**** Kutipan Terpilih

Di dalam ayat ini Allah ‘azza wa jalla menganjurkan agar ketika kita berdoa, kita bertawasul degan nama-nama-Nya, dan ini tentunya dengan menyebutkan nama-Nya yang sesuai dengan permintaan kita, contohnya: “Wahai Dzat Yang Maha Pengampun, ampunilah daku, Wahai Dzat Yag Maha Pengasih, rahmatilah daku...” dan seterusnya. Dan tentunya tidak sesuai ketika kita meminta ampunan kita mengatakan: “Wahai Dzat Yang Maha Perkasa Yang Maha Pedih siksa-Nya, ampunilah daku...”

Dan sabda Rasulullah shalallaahu ‘alaihi wa sallam:

أَسْأَلُكَ بِكُلِّ اسْمٍ هُوَ لَكَ سَمَّيْتَ بِهِ نَفْسَكَ

“Aku memohon kepada-Mu dengan setiap nama-Mu yang Engkau jadikan nama bagi-Mu”
(HR. Ahmad)

********
**** Bahan yang Disediakan

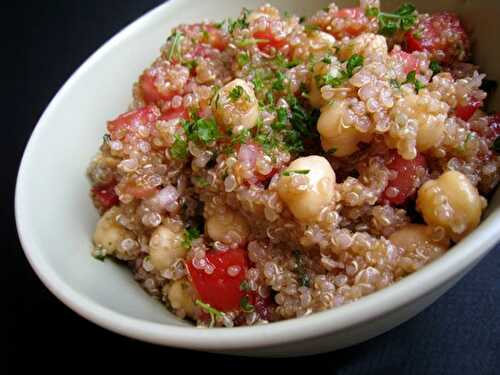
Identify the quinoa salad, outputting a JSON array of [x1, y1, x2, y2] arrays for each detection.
[[88, 0, 500, 327]]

********

Tugas yang Dikerjakan
Lanjutkan teks tentang bertawasul dengan nama-nama Allah ketika berdoa, mulai sesudah hadis riwayat Ahmad yang menutup teks itu.

Sebagai Tanggapan
Hadits ini salah satu contoh bentuk tawasul dengan semua nama-nama Allah ‘azza wa jalla. Ada juga macam tawasul lainnya, yaitu tawasul dengan ketauhidan kita, keimanan kita, dan doa orang yang shaleh yang masih hidup.

(34) Tidak Butuh Perantara Saat Berdoa

Ketika kita hendak berdoa kepada Allah ‘azza wa jalla kita harus meminta langsung kepada-Nya dan tidak boleh memakai perantaraan makhluk. Sebagaimana firman Allah ‘azza wa jalla:

وَ إَذَا سَأَلَكَ عِبَادِي عَنِّي فَإِنِّي قَرِيْبٌ أَجِيْبُ دَعْوَةَ الدَّاعِ إَذَا دَعَانِ

“Dan apabila hamba-hamba-Ku bertanya kepadamu tentang Aku, maka (jawablah), bahwasanya Aku adalah dekat. Aku mengabulkan permohonan orang yang berdoa apabila ia memohon kepada-Ku”
(Al Baqarah: 186)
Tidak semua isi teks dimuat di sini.